* _Text section_
-*-*-

What are the differences among "Multi-GPU ~ parallelism", "Multiprocessing", and "Distributed training"?
Multi-GPU model parallelism: on one machine, placing different parts of a model on different GPUs
Multi-GPU data parallelism: on one machine, replicating the model across GPUs with synchronous data-parallel training (e.g. ParallelUpdater)
Distributed training: training a single model across multiple machines (e.g. ChainerMN)
Multiprocessing: training across multiple OS processes on the same machine (e.g., MultiprocessParallelUpdater) -- this is important for frameworks that run lots of Python code at runtime because Python can only use multiple CPU cores with multiprocessing

In "CPU/GPU backend", "custom" could be misunderstood as that "users can use their own custom backend". How about writing as "native" instead?
"Native" works, but the point I was trying to get across is that those frameworks built their own array types from scratch but don't expose them with separate APIs, meaning that the array backend is less modular/extensible and can't be used on its own.
It's better to put a link to the source if any.
Yes, I'll do that.

Theano-based:
In "Higher-order grads", it seems to only support Hessian (http://deeplearning.net/software/theano/tutorial/gradients.html). How about writing as "Only Hessian"?

No, Theano supports arbitrarily nesting theano.gradients.grad calls (I've used 4+, although it gets very slow). Higher-order grads are most useful for calculating the Hessian, though, so Theano also offers a convenience function for that use case.
"Multi-GPU dataparallelism seems to be experimental" (https://github.com/Theano/Theano/wiki/Using-Multiple-GPUs). How about writing as "Experimental"?
Theano has a very slow development process now, so even things that are several years old and work pretty well are described as "new" and "experimental." Not sure what the best way to describe it in the table here is -- I definitely wouldn't want to use Theano for multi-GPU projects, but that's because I think it would be unnecessarily complicated, not because it would be broken.
It seems to have native trainer. (https://github.com/kirk86/theano/blob/master/trainer.py)
That's a fairly old module in someone's stale branch; Theano currently (by design) leaves things like trainers/iterators/datasets to wrapper packages including Blocks, Lasagne, and Keras.

Caffe1/2:
It also has MATLAB binding (only Caffe1, though). (http://caffe.berkeleyvision.org/tutorial/interfaces.html)

That's true, thanks.
I couldn't find a source about Multi-GPU model paralellism.
It looks like Caffe1 never did implement model parallelism, except in some specific forks where people implemented Alex Krizhevsky's model-parallel AlexNet variant.
On the other hand "Caffe2 also supports model parallelism, but pretty manually. You can assign each operator to different GPU by using DeviceScope." (caffe2/caffe2#371) This is similar to most modern frameworks, including Chainer.

Darknet:
There's an RNN example on web site. Shouldn't "RNNs" be "full"?

Those are fairly new -- the LSTM was added three weeks ago. I think that means RNNs should be listed as "partial" since the built-in modules only support vanilla RNNs and classic LSTMs, and they aren't very customizable / the user can't easily add their own.

-*-*-

* _Extracted records_

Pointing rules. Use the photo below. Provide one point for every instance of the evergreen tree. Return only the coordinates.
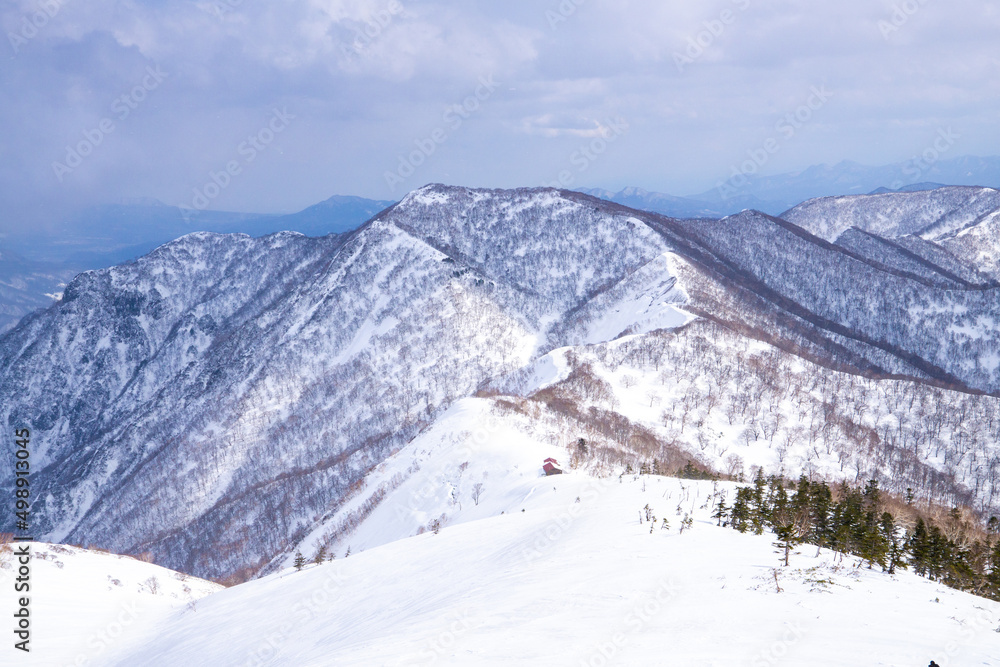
(759, 510)
(787, 539)
(895, 546)
(919, 546)
(740, 514)
(720, 512)
(993, 578)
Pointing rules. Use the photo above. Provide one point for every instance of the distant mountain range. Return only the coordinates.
(36, 263)
(779, 193)
(223, 398)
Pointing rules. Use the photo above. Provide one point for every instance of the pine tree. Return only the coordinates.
(993, 578)
(720, 512)
(787, 540)
(920, 549)
(740, 514)
(896, 548)
(759, 511)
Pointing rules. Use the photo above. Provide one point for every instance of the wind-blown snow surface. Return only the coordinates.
(83, 603)
(560, 570)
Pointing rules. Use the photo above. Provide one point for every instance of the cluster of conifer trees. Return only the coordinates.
(856, 521)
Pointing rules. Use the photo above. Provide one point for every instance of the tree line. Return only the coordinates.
(857, 521)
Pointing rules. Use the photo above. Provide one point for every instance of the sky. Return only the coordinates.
(273, 106)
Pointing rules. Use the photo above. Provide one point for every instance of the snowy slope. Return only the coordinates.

-*-*-

* _Exercise directions_
Reproduce word for word the passage of the framework comparison thread above, between "What are the" and "training (e.g. ParallelUpdater)", inclusive.

* _The response_
What are the differences among "Multi-GPU ~ parallelism", "Multiprocessing", and "Distributed training"?
Multi-GPU model parallelism: on one machine, placing different parts of a model on different GPUs
Multi-GPU data parallelism: on one machine, replicating the model across GPUs with synchronous data-parallel training (e.g. ParallelUpdater)